UNITED STATES of America, Appellee, v. Kim Eugene ALDRICH, Appellant.
United States of America, Appellee, v. Kim Eugene Aldrich, Appellant.
Nos. 97-2835, 98-2079.
-- February 23, 1999
Robert C. Depf, Des Moines, IA, argued, for Appellee.Kevin W. Techau, Des Moines, IA, argued, for Appellant.
Kim Aldrich was tried by jury and convicted on two counts of being a felon in possession of a firearm and ammunition (counts one and two), in violation of 18 U.S.C. § 922(g), and on one count of possessing an unregistered firearm (count three), in violation of 26 U.S.C. §§ 5861 and 5871. In response to a motion for new trial, the district court vacated Aldrich's convictions on counts one and two but refused to grant a new trial on count three. Aldrich appeals the denial of his motion for new trial on count three, and we reverse.
On November 26, 1996, a police officer stopped Aldrich while he was driving a vehicle owned by Charles Cook. When the officer learned that Aldrich did not have a driver's license, he asked Aldrich to step out of the vehicle. Rather than complying, Aldrich sped away and led several officers on a high speed chase. The chase ended when Aldrich struck a tree and disabled his car.
After hitting the tree, Aldrich locked the car doors and refused the officers' demands that he get out of the car. The officers then forcibly removed Aldrich from the car and placed him under arrest. While searching the vehicle, the officers located a sawed-off shotgun behind the driver's seat and several shotgun shells in a white glove on the floor in front of the passenger's seat. It is undisputed that the gun and shotgun shells belonged to Cook and that Aldrich's fingerprints were not found on them.

**Aim:**
Can you condense the paragraph of the court opinion that begins "On November 26, 1996" into a shorter version that keeps its main facts? None of the rows that come next are needed for working with the court opinion.

**Supplied data:**
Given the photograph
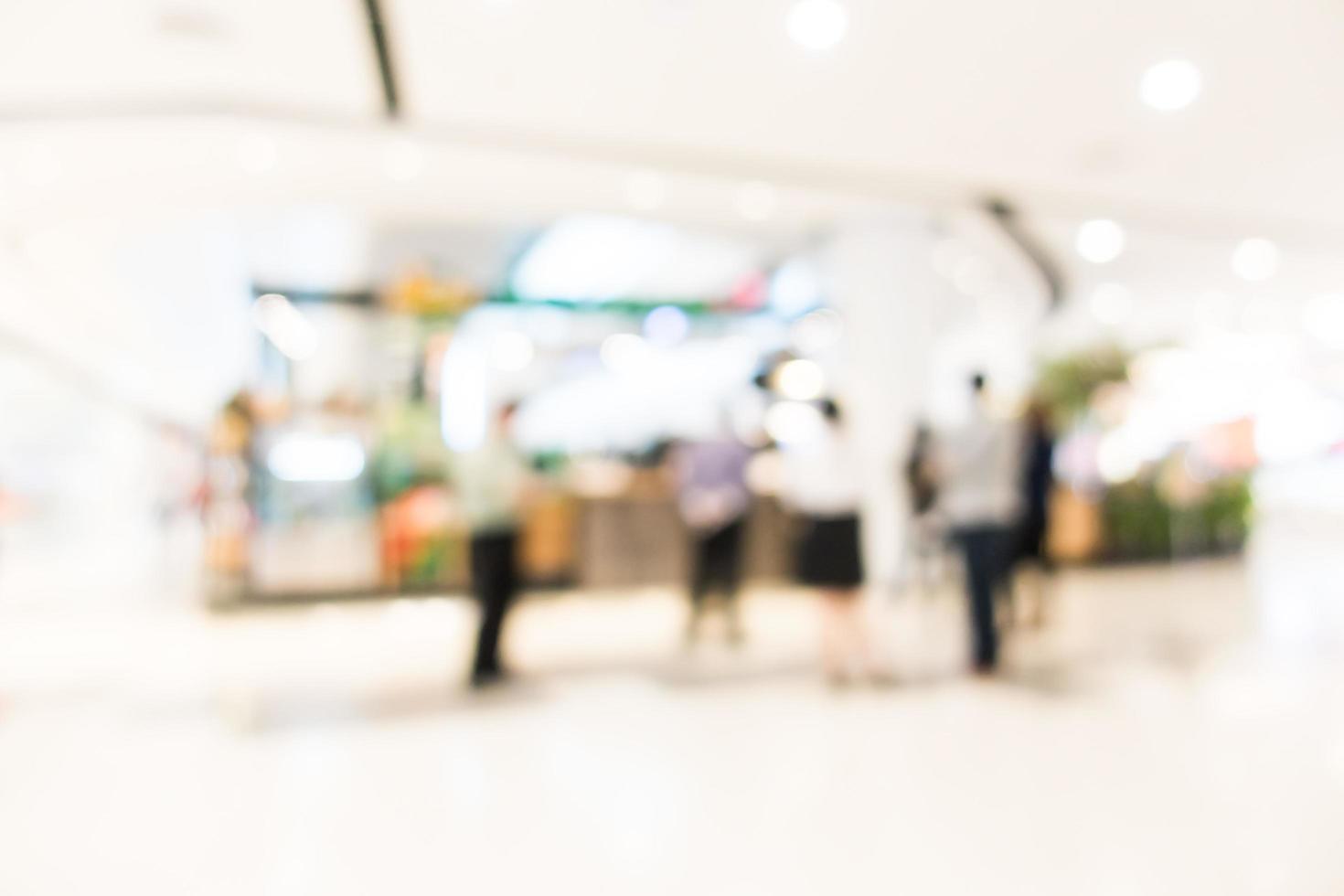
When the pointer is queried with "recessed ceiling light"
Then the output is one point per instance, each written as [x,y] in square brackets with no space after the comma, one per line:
[817,25]
[755,200]
[1100,240]
[1324,318]
[1255,260]
[1171,85]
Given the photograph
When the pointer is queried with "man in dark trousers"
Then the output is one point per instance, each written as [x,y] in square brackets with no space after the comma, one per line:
[714,501]
[492,481]
[978,466]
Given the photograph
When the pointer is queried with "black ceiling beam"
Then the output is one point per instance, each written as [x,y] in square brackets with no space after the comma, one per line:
[1006,217]
[382,50]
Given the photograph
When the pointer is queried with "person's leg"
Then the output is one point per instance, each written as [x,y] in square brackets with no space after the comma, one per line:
[854,635]
[702,575]
[494,575]
[728,570]
[978,549]
[834,655]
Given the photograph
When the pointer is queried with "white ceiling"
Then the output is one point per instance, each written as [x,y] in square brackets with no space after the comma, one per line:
[934,100]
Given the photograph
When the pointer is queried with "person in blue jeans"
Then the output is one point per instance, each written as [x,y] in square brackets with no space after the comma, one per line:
[978,469]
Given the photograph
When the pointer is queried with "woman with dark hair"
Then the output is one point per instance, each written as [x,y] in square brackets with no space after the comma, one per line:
[823,486]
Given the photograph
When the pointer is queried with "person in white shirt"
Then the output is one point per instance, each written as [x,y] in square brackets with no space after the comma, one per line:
[978,465]
[821,484]
[491,484]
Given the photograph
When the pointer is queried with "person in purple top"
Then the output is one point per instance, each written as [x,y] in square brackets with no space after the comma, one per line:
[714,500]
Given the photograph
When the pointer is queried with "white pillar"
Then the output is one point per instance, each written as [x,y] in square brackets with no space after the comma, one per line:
[882,281]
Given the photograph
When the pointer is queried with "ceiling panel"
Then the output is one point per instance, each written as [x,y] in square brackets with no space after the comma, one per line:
[76,57]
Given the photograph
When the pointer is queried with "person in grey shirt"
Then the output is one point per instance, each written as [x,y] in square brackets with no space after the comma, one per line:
[492,483]
[978,465]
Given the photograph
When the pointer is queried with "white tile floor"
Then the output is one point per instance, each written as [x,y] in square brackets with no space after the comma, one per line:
[1175,731]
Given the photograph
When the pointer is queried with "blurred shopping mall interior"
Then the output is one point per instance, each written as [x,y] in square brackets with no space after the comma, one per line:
[272,269]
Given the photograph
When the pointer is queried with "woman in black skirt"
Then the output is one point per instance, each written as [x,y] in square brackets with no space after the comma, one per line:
[821,485]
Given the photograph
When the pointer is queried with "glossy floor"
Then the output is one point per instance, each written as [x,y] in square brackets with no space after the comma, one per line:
[1175,730]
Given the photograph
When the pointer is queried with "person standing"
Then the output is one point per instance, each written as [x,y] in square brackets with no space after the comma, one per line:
[1038,481]
[492,483]
[978,470]
[821,484]
[714,501]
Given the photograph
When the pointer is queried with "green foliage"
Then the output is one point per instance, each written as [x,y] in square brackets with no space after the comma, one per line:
[1138,524]
[1066,384]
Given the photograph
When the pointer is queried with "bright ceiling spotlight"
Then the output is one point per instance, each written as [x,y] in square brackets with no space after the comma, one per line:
[1100,240]
[624,352]
[801,380]
[1324,318]
[666,325]
[1255,260]
[817,26]
[511,351]
[794,422]
[1171,85]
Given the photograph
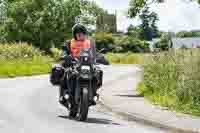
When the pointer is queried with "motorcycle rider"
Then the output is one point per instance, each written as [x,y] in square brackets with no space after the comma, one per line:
[80,40]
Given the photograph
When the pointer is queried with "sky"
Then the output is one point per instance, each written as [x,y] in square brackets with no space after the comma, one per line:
[174,15]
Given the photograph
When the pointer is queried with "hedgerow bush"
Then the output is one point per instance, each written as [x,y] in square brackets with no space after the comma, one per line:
[172,79]
[18,50]
[22,59]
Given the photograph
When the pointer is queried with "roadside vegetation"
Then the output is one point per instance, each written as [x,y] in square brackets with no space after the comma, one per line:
[22,59]
[172,79]
[127,58]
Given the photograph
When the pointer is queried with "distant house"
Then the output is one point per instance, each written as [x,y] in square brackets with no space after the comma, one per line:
[187,42]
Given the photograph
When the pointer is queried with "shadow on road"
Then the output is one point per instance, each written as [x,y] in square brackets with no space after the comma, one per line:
[131,96]
[95,121]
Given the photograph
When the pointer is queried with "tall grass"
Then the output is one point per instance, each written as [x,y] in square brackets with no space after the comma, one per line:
[172,79]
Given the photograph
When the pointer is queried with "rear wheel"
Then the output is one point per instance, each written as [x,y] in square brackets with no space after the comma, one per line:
[83,106]
[73,110]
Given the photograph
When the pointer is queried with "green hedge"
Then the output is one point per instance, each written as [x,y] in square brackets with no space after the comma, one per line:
[21,59]
[120,43]
[128,58]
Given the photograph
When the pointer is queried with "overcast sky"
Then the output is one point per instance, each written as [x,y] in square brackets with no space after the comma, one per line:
[175,15]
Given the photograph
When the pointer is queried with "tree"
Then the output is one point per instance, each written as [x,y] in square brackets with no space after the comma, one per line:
[188,34]
[163,44]
[44,23]
[148,27]
[135,6]
[133,31]
[89,13]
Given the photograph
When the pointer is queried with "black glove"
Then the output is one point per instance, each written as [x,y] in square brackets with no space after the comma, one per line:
[67,61]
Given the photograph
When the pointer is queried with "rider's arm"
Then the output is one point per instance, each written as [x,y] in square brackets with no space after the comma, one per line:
[66,50]
[93,49]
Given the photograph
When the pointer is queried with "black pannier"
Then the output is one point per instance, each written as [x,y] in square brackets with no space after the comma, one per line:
[57,73]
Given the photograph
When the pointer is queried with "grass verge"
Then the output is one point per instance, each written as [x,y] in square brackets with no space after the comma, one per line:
[125,58]
[25,66]
[172,80]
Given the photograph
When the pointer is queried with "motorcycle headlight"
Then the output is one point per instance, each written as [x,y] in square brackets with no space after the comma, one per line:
[85,68]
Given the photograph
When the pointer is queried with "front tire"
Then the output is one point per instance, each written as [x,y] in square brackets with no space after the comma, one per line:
[83,106]
[73,110]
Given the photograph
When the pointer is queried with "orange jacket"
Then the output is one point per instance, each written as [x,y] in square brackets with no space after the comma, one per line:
[75,46]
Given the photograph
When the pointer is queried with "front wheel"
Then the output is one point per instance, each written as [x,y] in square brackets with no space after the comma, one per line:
[83,106]
[73,110]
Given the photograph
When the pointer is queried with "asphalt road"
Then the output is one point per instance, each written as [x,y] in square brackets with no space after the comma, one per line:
[30,105]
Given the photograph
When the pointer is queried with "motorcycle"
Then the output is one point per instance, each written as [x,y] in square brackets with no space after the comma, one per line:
[82,79]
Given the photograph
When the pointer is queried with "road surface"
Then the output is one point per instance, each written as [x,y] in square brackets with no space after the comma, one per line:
[30,105]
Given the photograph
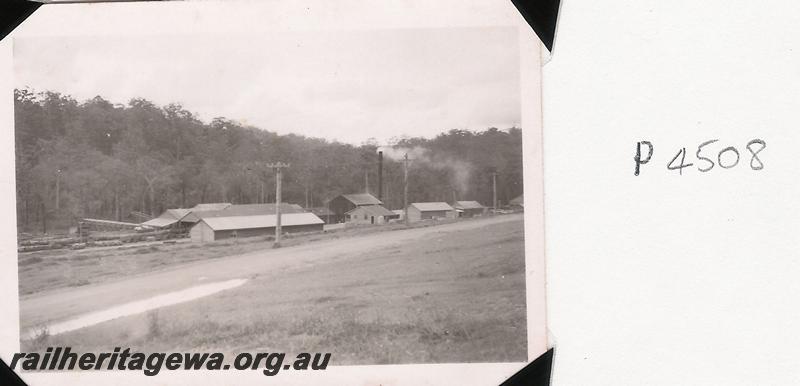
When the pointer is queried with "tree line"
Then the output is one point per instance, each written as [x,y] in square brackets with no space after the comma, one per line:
[98,159]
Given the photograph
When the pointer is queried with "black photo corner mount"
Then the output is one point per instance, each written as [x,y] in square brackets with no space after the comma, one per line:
[13,13]
[542,16]
[536,373]
[8,376]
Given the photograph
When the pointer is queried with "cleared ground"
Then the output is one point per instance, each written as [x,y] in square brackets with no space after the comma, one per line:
[449,293]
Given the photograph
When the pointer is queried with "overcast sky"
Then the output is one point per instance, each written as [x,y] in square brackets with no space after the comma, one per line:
[345,85]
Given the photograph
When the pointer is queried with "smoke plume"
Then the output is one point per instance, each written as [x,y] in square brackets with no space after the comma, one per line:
[461,171]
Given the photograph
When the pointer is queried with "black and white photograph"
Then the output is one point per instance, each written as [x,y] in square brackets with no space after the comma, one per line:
[353,192]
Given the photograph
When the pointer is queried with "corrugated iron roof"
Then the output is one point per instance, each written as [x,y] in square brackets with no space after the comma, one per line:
[468,205]
[373,210]
[432,206]
[362,199]
[211,206]
[244,210]
[260,221]
[321,211]
[160,222]
[177,213]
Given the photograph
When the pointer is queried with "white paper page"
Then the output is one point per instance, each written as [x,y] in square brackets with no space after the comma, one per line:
[666,279]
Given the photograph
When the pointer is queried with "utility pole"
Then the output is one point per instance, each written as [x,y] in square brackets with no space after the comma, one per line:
[278,166]
[405,188]
[494,191]
[58,189]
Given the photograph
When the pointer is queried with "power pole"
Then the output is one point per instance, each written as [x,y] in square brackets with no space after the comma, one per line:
[494,191]
[58,189]
[405,188]
[278,166]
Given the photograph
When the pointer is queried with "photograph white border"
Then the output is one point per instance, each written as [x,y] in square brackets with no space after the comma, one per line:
[202,18]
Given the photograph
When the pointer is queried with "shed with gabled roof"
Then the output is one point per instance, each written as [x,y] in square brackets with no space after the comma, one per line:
[214,228]
[344,203]
[370,214]
[469,208]
[430,211]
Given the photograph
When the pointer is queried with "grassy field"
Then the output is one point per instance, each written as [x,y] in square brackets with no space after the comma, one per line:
[53,269]
[447,297]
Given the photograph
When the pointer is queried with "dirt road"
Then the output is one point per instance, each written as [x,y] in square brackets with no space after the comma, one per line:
[56,305]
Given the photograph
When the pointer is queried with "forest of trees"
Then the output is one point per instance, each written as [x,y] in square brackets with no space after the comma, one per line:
[103,160]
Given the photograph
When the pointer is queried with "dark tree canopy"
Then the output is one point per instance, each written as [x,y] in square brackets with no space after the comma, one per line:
[103,160]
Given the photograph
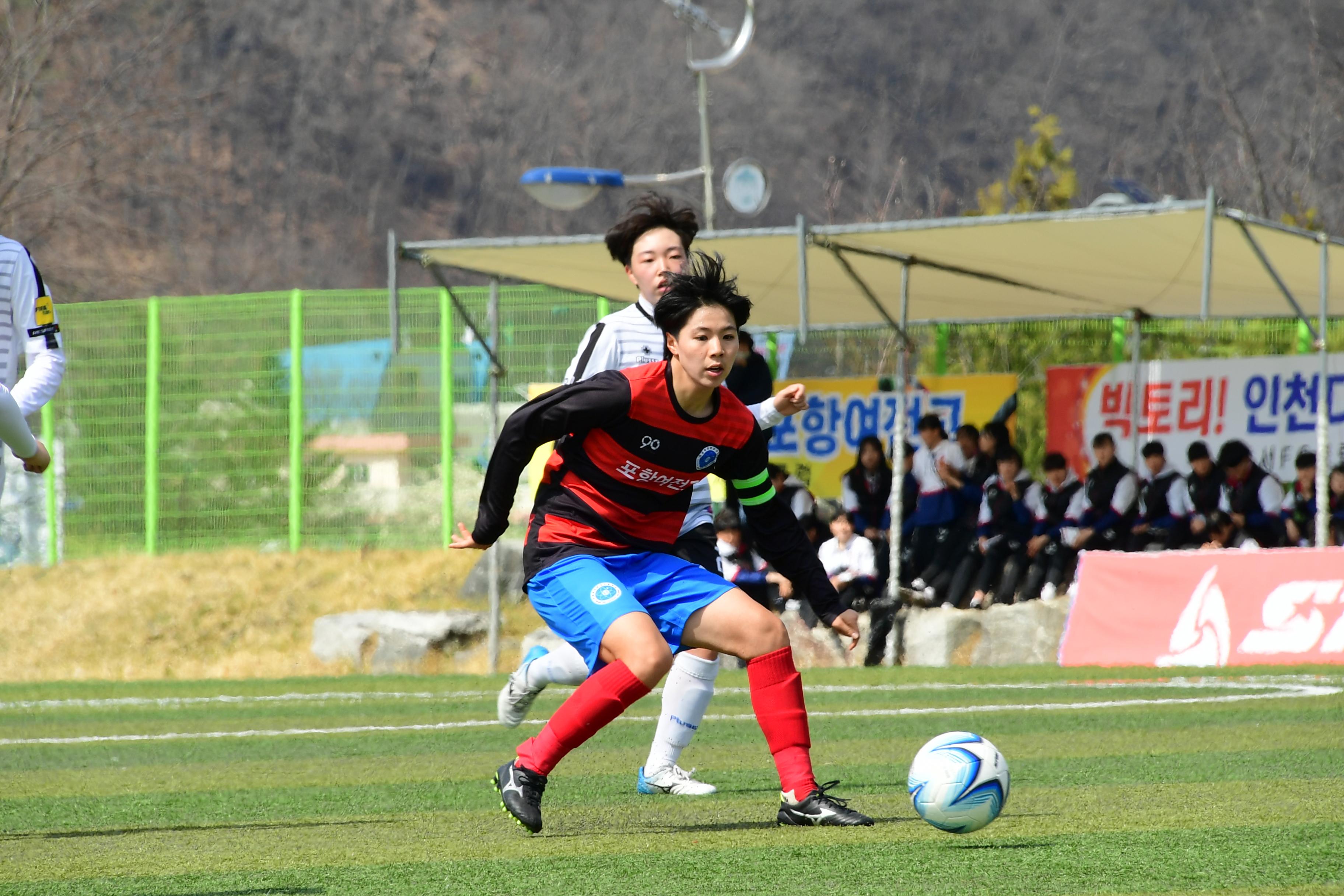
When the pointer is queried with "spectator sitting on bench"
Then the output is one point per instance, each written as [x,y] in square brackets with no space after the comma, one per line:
[850,562]
[1163,522]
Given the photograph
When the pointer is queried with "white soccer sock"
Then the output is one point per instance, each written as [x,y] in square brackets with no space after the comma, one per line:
[686,696]
[561,667]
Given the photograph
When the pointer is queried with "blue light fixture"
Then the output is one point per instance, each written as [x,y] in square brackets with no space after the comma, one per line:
[568,189]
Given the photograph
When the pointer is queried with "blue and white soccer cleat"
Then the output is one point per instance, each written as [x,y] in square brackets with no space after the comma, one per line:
[675,781]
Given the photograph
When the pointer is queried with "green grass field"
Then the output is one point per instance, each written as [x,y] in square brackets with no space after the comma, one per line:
[1228,785]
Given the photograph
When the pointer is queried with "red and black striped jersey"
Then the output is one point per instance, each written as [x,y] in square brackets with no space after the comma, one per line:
[627,457]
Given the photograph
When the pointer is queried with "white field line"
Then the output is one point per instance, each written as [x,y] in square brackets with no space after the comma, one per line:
[355,696]
[1271,692]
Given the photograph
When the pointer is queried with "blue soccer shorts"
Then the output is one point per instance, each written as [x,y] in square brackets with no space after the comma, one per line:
[582,596]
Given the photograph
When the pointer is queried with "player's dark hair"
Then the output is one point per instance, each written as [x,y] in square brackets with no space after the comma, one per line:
[701,284]
[871,441]
[998,432]
[650,213]
[931,422]
[1233,453]
[726,520]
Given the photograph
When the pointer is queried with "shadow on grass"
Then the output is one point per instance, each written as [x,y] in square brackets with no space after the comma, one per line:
[1000,846]
[261,891]
[123,832]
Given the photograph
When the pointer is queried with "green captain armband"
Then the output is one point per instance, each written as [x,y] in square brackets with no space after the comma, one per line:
[755,491]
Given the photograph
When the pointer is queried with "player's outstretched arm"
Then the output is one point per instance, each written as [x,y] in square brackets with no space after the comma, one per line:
[15,433]
[781,540]
[569,409]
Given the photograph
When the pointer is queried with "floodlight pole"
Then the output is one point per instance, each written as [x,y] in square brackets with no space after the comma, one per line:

**Completed exercise:**
On November 26, 1996, an officer stopped Aldrich, who was driving Charles Cook's vehicle without a driver's license. Told to step out, Aldrich instead sped off, leading several officers on a high-speed chase that ended when he hit a tree and disabled the car.